* [Consegna 1]:
Nel paragrafo della newsletter dedicato al falso gelsomino, elenca tutti i luoghi nominati (strade, abitazioni, locali, strutture), escluso il quartiere.
* [Consegna 2]:
Ricopia dalla newsletter tutto il brano che va da "Ciao a tutti/e" fino a "avrei mai immaginato.".

Ciao a tutti/e 👋
Questa è l’ultima newsletter dell’estate. Volevo ringraziarvi per aver letto fin qui. Onestamente non mi aspettavo nulla da questo progetto, se non la possibilità di sperimentare senza dovermi attenere a strategie editoriali e vincoli accademici, e alla fine è diventato una cosa che mi piace un sacco, con un seguito che non avrei mai immaginato.
Che dire? Grazie davvero e buone vacanze! ❤
D’estate il mio quartiere si riempie dell’odore intenso e dolciastro dei cespugli di falso gelsomino, una pianta rampicante del tutto simile a quella del vero gelsomino a eccezione del suo profumo, tutt’altro che delicato. È una fragranza densa e penetrante, che verso la fine di maggio invade le strade e gli appartamenti, annunciando ai suoi occupanti l’imminente arrivo della bella stagione. È anche il segnale tacitamente condiviso che preannuncia il modo tutto convenzionale in cui il quartiere cambia assetto per accogliere il caldo. Un modo che ha a che fare con il progressivo dileguamento delle attività dalle verande dei bar, a vantaggio di una presenza ancora più baldanzosa nei centri commerciali e di una dislocazione dei rapporti umani attorno ai margini delle piscine che costellano il quartiere.

* [Righe archiviate]:
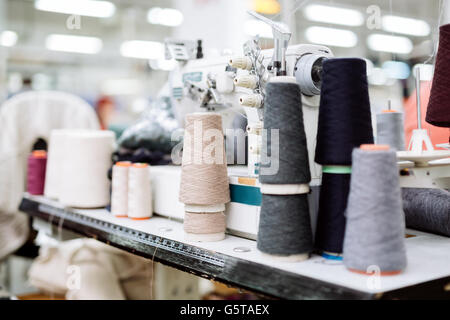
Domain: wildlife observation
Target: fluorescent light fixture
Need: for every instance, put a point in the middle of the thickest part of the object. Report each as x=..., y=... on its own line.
x=387, y=43
x=165, y=16
x=331, y=37
x=70, y=43
x=404, y=25
x=90, y=8
x=396, y=69
x=426, y=71
x=121, y=87
x=256, y=27
x=8, y=38
x=163, y=64
x=334, y=15
x=142, y=49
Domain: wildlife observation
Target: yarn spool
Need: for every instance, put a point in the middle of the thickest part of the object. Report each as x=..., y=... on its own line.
x=374, y=235
x=344, y=123
x=37, y=162
x=119, y=192
x=87, y=159
x=390, y=129
x=438, y=111
x=427, y=210
x=55, y=162
x=284, y=227
x=139, y=192
x=204, y=187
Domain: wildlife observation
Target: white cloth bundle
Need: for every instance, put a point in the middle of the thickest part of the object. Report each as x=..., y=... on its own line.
x=23, y=119
x=85, y=164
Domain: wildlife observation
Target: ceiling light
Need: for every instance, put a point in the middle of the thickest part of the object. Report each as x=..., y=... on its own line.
x=387, y=43
x=142, y=49
x=266, y=6
x=8, y=38
x=90, y=8
x=163, y=64
x=335, y=15
x=165, y=16
x=71, y=43
x=396, y=69
x=403, y=25
x=331, y=37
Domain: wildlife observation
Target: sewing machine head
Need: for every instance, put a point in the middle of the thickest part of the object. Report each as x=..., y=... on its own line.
x=234, y=86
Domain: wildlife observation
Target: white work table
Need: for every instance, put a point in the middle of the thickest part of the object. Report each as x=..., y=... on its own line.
x=162, y=239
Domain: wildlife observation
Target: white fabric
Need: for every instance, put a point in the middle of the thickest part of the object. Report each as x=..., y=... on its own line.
x=23, y=119
x=85, y=269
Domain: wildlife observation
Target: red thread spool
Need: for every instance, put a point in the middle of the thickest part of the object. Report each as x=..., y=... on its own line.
x=438, y=112
x=37, y=162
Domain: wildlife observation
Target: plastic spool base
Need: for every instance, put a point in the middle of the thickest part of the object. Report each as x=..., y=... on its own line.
x=289, y=258
x=206, y=237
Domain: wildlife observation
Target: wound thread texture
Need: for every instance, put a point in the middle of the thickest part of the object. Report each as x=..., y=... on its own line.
x=438, y=111
x=204, y=223
x=283, y=112
x=427, y=210
x=202, y=182
x=375, y=230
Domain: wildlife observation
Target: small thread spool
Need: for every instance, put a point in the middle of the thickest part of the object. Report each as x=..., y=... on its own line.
x=37, y=162
x=139, y=192
x=374, y=236
x=390, y=129
x=119, y=193
x=251, y=100
x=344, y=123
x=241, y=62
x=204, y=187
x=246, y=81
x=284, y=227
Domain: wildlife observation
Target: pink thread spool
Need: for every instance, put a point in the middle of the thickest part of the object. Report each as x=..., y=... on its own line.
x=37, y=162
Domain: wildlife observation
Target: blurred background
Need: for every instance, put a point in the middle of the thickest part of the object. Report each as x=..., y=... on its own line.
x=94, y=54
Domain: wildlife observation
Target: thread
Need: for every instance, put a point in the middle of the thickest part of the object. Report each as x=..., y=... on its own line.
x=55, y=162
x=37, y=162
x=344, y=112
x=139, y=192
x=119, y=192
x=85, y=164
x=374, y=235
x=438, y=111
x=204, y=178
x=283, y=113
x=390, y=129
x=344, y=123
x=284, y=226
x=427, y=210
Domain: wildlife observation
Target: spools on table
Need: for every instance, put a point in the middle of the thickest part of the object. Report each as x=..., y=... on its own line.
x=204, y=185
x=390, y=129
x=427, y=210
x=344, y=123
x=374, y=235
x=85, y=163
x=139, y=192
x=284, y=226
x=119, y=189
x=37, y=162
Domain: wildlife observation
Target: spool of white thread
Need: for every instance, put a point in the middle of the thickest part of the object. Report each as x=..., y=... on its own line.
x=139, y=192
x=119, y=192
x=246, y=81
x=87, y=158
x=55, y=160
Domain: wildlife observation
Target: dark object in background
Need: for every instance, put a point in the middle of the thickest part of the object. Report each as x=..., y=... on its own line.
x=438, y=111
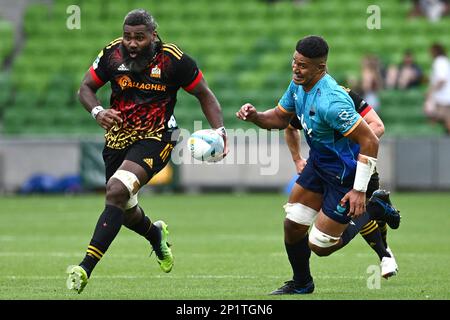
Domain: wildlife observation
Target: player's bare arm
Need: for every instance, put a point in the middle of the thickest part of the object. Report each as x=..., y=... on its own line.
x=270, y=119
x=106, y=118
x=368, y=141
x=211, y=108
x=374, y=122
x=292, y=137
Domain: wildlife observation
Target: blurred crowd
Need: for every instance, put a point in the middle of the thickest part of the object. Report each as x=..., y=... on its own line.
x=407, y=74
x=431, y=9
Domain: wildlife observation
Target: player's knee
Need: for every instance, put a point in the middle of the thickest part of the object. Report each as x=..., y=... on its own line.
x=122, y=189
x=116, y=193
x=294, y=232
x=319, y=251
x=132, y=216
x=298, y=219
x=321, y=243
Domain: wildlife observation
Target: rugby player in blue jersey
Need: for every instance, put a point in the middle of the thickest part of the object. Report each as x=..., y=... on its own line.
x=343, y=156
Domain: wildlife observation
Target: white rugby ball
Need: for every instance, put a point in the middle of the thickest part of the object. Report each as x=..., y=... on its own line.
x=206, y=145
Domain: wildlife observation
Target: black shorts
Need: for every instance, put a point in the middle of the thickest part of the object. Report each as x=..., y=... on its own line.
x=150, y=154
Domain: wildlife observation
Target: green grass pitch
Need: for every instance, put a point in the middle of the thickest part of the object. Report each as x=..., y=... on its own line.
x=226, y=246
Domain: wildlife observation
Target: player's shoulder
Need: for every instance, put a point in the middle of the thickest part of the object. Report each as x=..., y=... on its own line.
x=113, y=44
x=333, y=92
x=172, y=50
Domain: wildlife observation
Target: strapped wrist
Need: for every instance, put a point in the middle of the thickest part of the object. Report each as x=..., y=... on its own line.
x=222, y=131
x=95, y=111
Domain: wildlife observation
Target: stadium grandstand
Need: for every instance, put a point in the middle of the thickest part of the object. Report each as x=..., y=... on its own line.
x=245, y=55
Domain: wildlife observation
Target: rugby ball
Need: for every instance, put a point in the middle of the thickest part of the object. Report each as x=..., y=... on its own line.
x=206, y=145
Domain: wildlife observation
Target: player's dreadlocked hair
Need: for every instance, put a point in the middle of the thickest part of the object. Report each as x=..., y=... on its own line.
x=138, y=17
x=141, y=16
x=312, y=47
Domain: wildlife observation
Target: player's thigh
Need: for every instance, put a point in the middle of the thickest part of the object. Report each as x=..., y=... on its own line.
x=329, y=226
x=306, y=197
x=308, y=189
x=147, y=157
x=331, y=206
x=113, y=159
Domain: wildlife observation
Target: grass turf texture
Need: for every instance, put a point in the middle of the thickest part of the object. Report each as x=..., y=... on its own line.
x=226, y=246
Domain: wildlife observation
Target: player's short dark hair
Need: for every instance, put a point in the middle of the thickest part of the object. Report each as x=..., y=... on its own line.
x=312, y=47
x=140, y=17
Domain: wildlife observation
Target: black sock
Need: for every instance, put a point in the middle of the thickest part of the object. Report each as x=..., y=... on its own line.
x=383, y=229
x=353, y=228
x=108, y=225
x=146, y=229
x=298, y=254
x=371, y=233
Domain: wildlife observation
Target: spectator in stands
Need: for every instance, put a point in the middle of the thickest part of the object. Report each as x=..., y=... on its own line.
x=406, y=75
x=371, y=81
x=437, y=103
x=432, y=9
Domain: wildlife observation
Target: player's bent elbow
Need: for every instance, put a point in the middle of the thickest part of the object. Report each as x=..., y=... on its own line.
x=379, y=131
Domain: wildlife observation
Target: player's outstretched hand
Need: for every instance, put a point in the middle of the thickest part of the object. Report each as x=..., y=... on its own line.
x=357, y=202
x=223, y=133
x=300, y=164
x=108, y=118
x=247, y=112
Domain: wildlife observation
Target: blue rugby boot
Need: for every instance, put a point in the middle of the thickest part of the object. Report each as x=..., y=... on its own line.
x=290, y=287
x=380, y=207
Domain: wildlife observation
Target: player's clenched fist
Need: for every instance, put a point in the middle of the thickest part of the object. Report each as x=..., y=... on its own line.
x=247, y=112
x=108, y=118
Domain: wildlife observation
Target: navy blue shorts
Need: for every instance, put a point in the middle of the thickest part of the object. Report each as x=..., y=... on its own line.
x=332, y=189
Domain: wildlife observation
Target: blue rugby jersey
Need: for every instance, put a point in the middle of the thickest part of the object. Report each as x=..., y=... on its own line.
x=327, y=114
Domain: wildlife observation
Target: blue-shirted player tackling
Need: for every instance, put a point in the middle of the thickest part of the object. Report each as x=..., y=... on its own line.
x=343, y=156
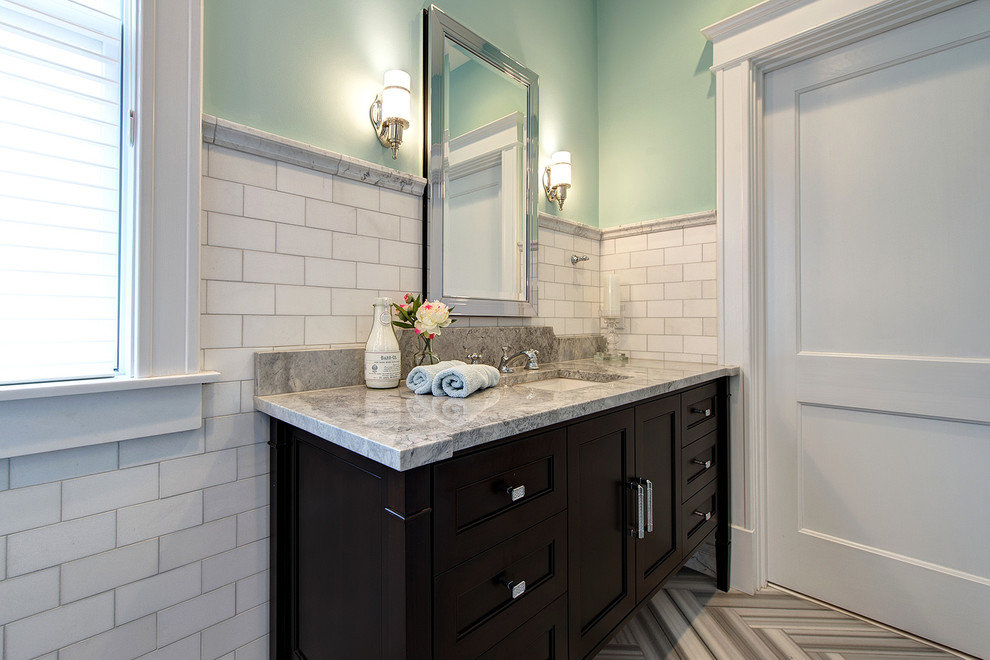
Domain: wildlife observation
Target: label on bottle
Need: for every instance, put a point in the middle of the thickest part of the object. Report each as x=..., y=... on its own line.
x=381, y=367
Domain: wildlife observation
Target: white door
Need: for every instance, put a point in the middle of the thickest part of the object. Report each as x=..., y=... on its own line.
x=878, y=298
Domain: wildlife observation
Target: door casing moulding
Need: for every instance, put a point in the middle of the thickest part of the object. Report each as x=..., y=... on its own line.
x=747, y=46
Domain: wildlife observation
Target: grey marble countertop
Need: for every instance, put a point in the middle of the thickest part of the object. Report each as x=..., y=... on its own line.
x=403, y=430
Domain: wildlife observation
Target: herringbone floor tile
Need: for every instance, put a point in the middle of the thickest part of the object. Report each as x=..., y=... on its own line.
x=690, y=620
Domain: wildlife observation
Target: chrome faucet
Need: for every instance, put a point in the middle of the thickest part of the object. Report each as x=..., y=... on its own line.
x=503, y=365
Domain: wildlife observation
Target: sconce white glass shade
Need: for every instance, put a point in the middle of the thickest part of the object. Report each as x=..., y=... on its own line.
x=396, y=96
x=560, y=169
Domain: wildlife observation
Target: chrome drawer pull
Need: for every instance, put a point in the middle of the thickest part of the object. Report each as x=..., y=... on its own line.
x=640, y=531
x=516, y=588
x=649, y=504
x=516, y=492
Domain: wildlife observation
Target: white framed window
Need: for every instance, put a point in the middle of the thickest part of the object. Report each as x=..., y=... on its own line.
x=64, y=173
x=155, y=384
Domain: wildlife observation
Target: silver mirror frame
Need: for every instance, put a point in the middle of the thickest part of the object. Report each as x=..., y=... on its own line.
x=441, y=27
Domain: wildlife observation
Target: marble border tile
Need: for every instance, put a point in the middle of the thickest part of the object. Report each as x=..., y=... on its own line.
x=225, y=133
x=661, y=224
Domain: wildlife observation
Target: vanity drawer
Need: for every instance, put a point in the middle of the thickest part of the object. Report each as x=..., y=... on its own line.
x=699, y=412
x=699, y=465
x=485, y=497
x=699, y=516
x=481, y=601
x=544, y=637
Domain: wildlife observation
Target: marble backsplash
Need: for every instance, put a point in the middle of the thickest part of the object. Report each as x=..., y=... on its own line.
x=279, y=372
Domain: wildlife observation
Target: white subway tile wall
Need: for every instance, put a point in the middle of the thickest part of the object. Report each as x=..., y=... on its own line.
x=669, y=305
x=158, y=547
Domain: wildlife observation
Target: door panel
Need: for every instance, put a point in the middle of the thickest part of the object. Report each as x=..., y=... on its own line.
x=878, y=325
x=600, y=583
x=657, y=454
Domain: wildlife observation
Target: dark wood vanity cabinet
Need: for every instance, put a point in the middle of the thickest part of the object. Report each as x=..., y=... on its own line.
x=536, y=547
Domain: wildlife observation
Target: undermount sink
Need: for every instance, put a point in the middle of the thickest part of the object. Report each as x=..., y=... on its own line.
x=559, y=380
x=558, y=384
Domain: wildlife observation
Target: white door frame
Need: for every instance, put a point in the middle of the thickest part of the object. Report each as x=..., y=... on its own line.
x=747, y=46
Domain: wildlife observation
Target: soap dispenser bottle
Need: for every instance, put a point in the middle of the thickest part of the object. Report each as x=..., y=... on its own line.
x=382, y=363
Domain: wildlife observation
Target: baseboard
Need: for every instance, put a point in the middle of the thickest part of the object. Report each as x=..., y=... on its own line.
x=743, y=560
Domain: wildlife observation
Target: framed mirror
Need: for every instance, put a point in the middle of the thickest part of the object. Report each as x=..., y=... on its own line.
x=481, y=237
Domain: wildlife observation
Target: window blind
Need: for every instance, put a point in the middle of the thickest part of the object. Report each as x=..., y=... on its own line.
x=60, y=164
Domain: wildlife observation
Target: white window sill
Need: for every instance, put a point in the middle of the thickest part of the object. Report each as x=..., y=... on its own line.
x=51, y=416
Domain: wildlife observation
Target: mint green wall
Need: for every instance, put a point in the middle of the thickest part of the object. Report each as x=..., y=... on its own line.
x=477, y=95
x=309, y=69
x=656, y=107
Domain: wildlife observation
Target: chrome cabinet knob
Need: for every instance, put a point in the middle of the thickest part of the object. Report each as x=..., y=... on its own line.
x=516, y=492
x=517, y=589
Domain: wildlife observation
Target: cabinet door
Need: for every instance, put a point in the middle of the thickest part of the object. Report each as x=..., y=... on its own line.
x=599, y=470
x=658, y=468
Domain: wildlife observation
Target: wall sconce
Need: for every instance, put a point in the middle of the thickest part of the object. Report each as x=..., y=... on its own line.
x=557, y=177
x=390, y=111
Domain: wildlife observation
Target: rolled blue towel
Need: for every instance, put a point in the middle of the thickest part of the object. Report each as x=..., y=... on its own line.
x=464, y=380
x=420, y=379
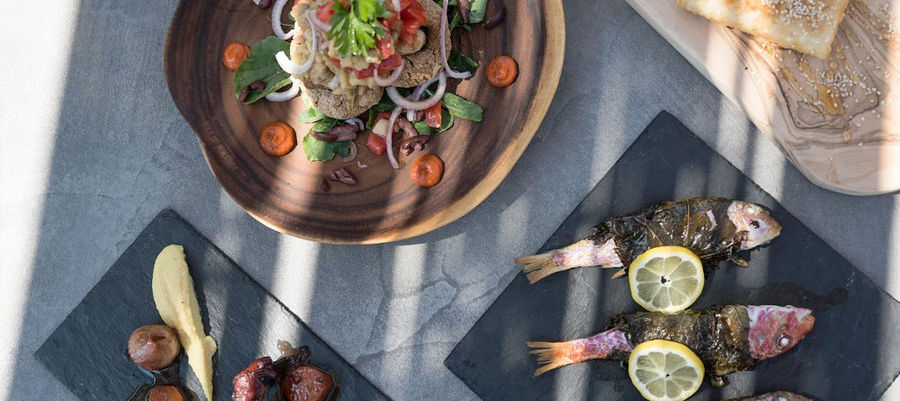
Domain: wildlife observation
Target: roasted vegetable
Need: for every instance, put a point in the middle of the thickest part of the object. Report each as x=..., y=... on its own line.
x=153, y=347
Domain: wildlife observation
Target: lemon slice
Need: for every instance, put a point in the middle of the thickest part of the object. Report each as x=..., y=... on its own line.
x=666, y=279
x=665, y=371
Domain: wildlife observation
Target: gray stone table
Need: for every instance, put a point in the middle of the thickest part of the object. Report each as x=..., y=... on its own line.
x=93, y=147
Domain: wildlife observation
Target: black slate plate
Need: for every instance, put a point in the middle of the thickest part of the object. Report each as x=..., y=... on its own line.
x=87, y=351
x=850, y=354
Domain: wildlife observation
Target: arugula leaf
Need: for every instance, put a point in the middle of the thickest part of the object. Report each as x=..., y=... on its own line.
x=355, y=29
x=317, y=150
x=261, y=66
x=310, y=116
x=325, y=124
x=477, y=11
x=462, y=108
x=456, y=21
x=461, y=62
x=385, y=104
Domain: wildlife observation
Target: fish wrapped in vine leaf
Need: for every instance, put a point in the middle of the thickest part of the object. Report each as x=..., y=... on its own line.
x=715, y=229
x=727, y=339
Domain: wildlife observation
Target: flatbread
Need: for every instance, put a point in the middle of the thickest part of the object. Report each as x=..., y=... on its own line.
x=807, y=26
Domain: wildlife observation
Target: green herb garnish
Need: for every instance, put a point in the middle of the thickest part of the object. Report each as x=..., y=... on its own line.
x=477, y=10
x=321, y=151
x=355, y=29
x=261, y=66
x=461, y=108
x=461, y=62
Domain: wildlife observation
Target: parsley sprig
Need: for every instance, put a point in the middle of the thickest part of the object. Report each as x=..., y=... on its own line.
x=354, y=29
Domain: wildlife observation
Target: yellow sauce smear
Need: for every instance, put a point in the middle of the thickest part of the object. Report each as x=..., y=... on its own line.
x=176, y=301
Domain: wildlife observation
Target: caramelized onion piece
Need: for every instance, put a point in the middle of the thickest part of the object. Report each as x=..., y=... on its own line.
x=153, y=347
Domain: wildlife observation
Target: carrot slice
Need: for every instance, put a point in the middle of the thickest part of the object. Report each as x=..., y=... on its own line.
x=278, y=138
x=427, y=170
x=235, y=54
x=502, y=71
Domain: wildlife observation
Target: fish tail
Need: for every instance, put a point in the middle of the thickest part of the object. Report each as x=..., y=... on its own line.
x=586, y=252
x=552, y=355
x=539, y=266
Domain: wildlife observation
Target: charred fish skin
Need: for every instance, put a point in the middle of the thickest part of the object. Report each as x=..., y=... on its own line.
x=774, y=396
x=719, y=336
x=727, y=339
x=713, y=228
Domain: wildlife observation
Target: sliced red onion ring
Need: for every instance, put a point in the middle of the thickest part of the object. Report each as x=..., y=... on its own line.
x=421, y=104
x=289, y=94
x=357, y=122
x=391, y=79
x=276, y=21
x=292, y=68
x=417, y=93
x=389, y=138
x=324, y=26
x=450, y=72
x=352, y=154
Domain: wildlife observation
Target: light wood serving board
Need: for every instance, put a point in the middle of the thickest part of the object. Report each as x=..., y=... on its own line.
x=837, y=120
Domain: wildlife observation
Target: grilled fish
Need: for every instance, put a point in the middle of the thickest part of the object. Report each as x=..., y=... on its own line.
x=727, y=339
x=776, y=396
x=713, y=228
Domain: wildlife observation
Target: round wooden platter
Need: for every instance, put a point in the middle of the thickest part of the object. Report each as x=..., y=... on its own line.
x=284, y=193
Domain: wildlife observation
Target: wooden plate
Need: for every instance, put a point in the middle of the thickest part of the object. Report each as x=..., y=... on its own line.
x=385, y=205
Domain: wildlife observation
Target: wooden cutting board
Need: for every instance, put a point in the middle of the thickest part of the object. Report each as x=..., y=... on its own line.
x=837, y=120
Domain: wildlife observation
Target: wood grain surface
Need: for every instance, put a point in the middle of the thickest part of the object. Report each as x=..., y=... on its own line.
x=838, y=119
x=385, y=205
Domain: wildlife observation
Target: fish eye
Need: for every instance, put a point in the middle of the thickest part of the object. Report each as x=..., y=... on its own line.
x=783, y=341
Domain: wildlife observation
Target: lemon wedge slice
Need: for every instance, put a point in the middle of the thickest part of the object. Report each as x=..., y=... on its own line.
x=666, y=279
x=665, y=370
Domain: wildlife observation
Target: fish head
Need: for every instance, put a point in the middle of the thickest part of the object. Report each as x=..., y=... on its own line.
x=774, y=330
x=756, y=221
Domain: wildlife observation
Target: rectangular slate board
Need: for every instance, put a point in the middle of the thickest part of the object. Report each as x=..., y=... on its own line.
x=87, y=351
x=851, y=354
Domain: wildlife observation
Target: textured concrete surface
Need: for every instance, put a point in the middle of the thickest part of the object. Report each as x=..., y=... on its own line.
x=93, y=147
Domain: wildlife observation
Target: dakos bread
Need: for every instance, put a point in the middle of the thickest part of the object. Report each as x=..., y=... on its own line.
x=807, y=26
x=343, y=86
x=425, y=62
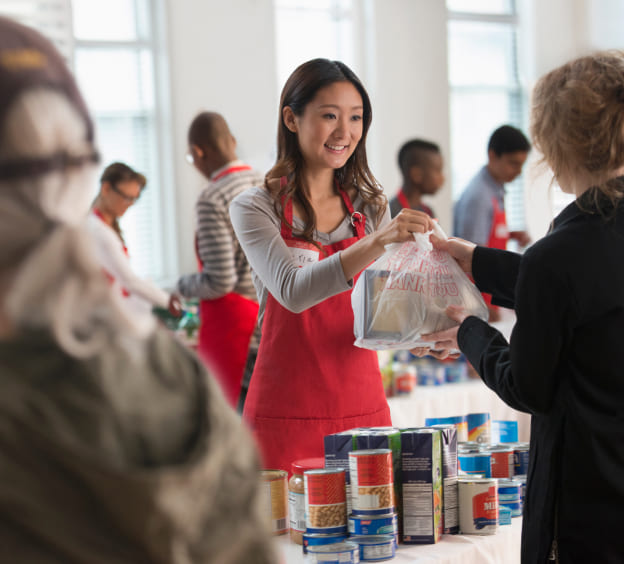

* [Risultato 1]:
- strade
- appartamenti
- verande dei bar
- centri commerciali
- piscine

* [Risultato 2]:
Ciao a tutti/e 👋
Questa è l’ultima newsletter dell’estate. Volevo ringraziarvi per aver letto fin qui. Onestamente non mi aspettavo nulla da questo progetto, se non la possibilità di sperimentare senza dovermi attenere a strategie editoriali e vincoli accademici, e alla fine è diventato una cosa che mi piace un sacco, con un seguito che non avrei mai immaginato.